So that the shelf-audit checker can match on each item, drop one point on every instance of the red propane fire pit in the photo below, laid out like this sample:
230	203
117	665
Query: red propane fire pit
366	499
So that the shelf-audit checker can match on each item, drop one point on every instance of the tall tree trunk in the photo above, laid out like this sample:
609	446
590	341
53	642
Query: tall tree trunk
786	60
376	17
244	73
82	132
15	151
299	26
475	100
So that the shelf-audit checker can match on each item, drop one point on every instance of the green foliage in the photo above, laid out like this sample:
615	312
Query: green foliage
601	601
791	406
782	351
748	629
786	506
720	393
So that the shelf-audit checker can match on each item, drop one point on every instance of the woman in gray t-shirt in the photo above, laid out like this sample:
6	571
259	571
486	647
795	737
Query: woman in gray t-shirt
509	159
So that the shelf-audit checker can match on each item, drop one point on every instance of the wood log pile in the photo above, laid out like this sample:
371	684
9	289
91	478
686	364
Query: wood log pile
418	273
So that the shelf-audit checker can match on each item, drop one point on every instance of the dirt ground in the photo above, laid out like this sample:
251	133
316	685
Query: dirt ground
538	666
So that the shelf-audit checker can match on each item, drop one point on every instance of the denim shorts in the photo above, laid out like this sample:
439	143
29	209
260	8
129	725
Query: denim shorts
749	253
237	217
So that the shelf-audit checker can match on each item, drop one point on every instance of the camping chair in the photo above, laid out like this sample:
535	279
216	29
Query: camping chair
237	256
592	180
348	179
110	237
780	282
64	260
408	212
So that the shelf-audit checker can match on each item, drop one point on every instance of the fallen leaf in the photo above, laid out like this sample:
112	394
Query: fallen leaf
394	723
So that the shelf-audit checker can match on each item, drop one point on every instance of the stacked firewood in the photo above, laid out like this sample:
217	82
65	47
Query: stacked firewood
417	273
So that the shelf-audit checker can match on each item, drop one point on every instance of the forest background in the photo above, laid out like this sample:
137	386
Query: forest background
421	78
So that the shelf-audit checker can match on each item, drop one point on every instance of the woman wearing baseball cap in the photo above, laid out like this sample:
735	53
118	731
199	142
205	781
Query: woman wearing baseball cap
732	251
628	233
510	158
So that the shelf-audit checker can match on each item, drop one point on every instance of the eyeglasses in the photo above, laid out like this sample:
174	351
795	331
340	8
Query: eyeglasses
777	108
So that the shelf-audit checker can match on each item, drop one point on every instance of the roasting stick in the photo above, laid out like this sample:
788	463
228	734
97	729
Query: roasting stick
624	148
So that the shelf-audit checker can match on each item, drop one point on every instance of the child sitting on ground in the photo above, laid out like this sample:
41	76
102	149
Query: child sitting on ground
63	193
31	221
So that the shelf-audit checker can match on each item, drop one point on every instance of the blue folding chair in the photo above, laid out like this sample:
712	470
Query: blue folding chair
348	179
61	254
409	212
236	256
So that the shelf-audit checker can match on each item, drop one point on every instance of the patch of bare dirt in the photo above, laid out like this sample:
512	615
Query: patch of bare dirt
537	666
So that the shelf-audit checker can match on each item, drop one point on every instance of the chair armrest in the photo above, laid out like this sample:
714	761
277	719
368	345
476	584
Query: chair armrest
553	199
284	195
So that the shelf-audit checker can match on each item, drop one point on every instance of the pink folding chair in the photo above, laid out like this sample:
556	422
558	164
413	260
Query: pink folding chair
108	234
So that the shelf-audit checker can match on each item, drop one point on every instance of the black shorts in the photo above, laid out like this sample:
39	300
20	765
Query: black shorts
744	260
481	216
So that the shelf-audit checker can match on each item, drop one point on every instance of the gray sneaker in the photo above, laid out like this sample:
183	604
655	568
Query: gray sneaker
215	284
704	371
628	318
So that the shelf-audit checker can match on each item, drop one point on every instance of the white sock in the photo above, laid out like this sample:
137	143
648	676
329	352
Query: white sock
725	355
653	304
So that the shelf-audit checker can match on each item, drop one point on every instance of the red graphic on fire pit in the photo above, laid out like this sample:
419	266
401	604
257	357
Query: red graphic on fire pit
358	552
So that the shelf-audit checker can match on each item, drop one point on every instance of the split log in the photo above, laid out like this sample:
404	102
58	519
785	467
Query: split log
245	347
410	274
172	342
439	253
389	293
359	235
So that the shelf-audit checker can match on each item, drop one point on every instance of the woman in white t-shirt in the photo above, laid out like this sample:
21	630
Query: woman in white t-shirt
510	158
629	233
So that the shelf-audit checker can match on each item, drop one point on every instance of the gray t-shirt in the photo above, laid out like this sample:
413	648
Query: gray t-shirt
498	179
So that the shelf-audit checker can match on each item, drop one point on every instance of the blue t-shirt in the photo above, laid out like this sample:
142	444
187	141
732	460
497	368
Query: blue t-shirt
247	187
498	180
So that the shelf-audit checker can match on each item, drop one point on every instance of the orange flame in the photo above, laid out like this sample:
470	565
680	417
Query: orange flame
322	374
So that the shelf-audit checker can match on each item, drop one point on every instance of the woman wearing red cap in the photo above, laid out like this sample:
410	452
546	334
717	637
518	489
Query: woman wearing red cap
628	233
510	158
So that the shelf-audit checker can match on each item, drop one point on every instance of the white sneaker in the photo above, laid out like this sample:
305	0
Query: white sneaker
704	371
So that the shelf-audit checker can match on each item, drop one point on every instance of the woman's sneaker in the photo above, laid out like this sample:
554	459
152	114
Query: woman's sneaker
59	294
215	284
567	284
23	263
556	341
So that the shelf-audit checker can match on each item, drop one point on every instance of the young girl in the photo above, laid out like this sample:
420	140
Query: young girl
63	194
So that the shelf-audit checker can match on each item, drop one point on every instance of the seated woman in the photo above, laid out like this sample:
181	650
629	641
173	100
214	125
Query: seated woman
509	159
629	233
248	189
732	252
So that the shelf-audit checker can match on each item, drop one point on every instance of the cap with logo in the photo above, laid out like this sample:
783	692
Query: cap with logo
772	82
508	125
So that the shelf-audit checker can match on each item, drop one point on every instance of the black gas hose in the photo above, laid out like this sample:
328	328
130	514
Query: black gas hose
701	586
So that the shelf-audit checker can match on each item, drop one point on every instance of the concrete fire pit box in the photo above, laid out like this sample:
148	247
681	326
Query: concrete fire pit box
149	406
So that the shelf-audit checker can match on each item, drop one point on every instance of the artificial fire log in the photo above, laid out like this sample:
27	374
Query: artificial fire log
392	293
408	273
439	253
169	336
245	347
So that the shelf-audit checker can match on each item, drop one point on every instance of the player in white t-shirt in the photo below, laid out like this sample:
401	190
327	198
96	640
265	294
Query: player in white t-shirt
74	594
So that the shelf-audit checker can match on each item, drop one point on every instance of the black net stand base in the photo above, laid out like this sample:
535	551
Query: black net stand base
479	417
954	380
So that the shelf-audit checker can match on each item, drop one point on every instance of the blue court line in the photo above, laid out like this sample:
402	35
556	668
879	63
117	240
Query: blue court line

## Task prompt
Starting at the line that contains "the black gas", output each remaining line of the listing, the last line included, exactly as it appears.

## Response to this task
So that the shelf-audit checker can match on each item, drop one point on every instance of the black gas hose in the photo above, laid out like this sample:
328	328
130	514
Query: black gas hose
701	586
So that the shelf-audit checker can match on each item, drop one point on every instance of the concrete fire pit box in the photo above, laid out like this sample:
148	247
681	326
Query: concrete fire pit box
149	406
So that the shelf-audit checker can match on each item, drop one point on every instance of the artificial fire log in the photo above, laid out like this sample:
27	374
Query: artificial fire log
392	293
408	273
439	253
169	336
245	347
So that the shelf-audit checker can match on each item, drop one point on every instance of the player in white t-shirt in the photo below, laid out like this sample:
401	190
327	198
96	640
265	294
Query: player in white t-shirt
74	594
So that the shelf-audit checker can match on each item, drop one point on every instance of the black net stand base in the photo above, laid out like this sample:
535	551
Query: black net stand base
479	417
954	380
So that the shelf-audit checker can match on each item, drop one point on every instance of the blue court line in the photo above, laid out like this sample:
402	35
556	668
879	63
117	240
Query: blue court line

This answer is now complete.